** Exercise prompt **
For the material below, output exactly the span from the line with "of the sandstone" to the line with "Target: sandstone cliff face", including both, and nothing besides.

::: Data excerpts :::

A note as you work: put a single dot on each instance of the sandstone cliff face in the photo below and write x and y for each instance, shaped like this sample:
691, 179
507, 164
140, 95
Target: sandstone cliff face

:::
::: Data excerpts :::

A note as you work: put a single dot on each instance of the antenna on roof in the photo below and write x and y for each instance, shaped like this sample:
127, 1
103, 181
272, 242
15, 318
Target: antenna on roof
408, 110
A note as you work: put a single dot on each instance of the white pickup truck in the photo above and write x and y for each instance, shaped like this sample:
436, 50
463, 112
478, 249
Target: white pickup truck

:::

** Worked solution **
A note as you work: put a single dot on each instance of the sandstone cliff face in the photo below and write x and y for each instance, shaped like this sample:
691, 179
507, 164
140, 95
Target: sandstone cliff face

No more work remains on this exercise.